Please restate each line of the data that follows word for word, skipping any image.

### DATA FOR THIS EXERCISE
══════════

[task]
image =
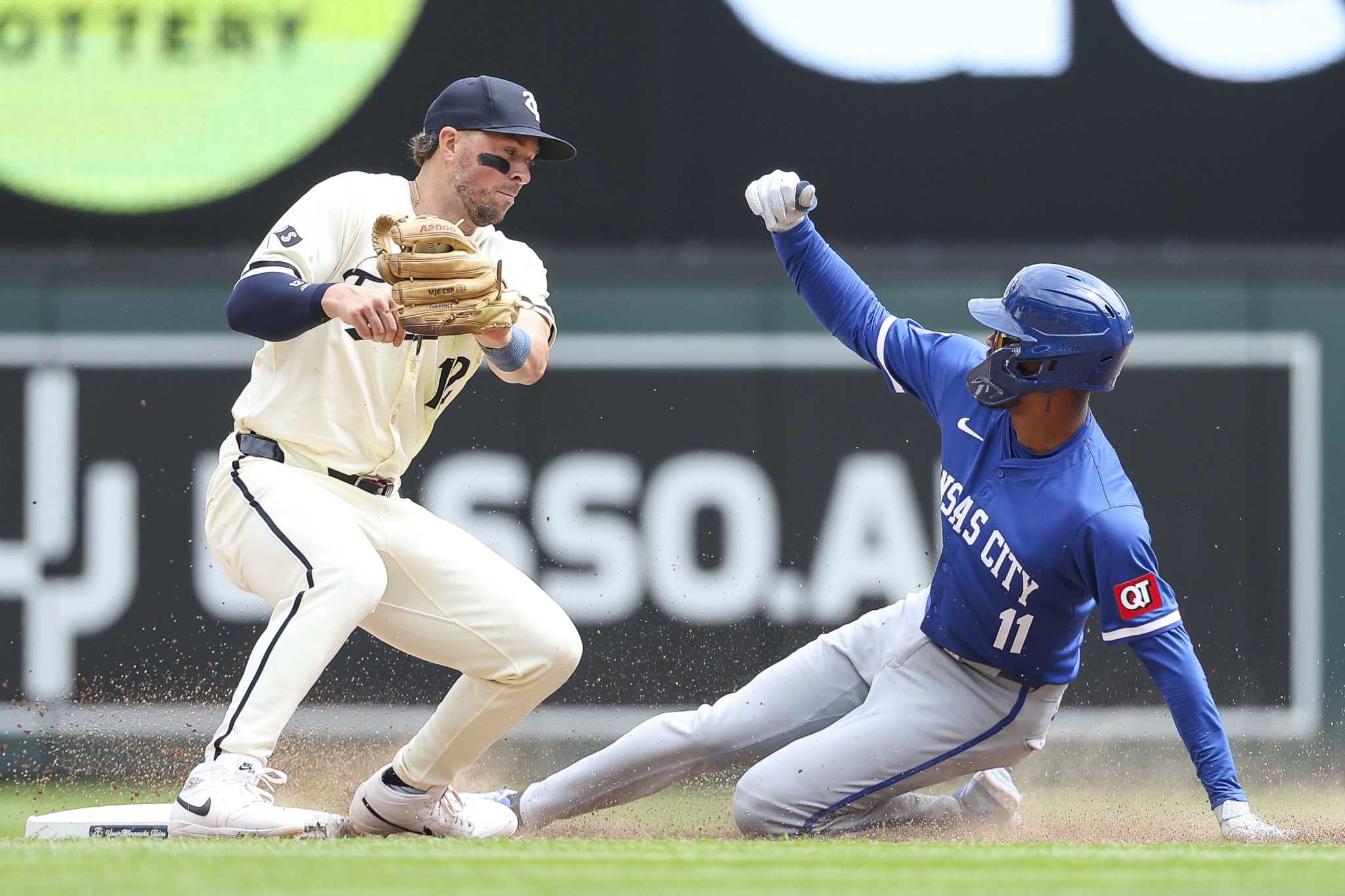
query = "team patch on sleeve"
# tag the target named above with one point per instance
(1138, 597)
(288, 237)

══════════

### ANSWER BELOW
[task]
image =
query = "team patch on sleeve"
# tag the target named above with one point per instance
(1138, 597)
(288, 237)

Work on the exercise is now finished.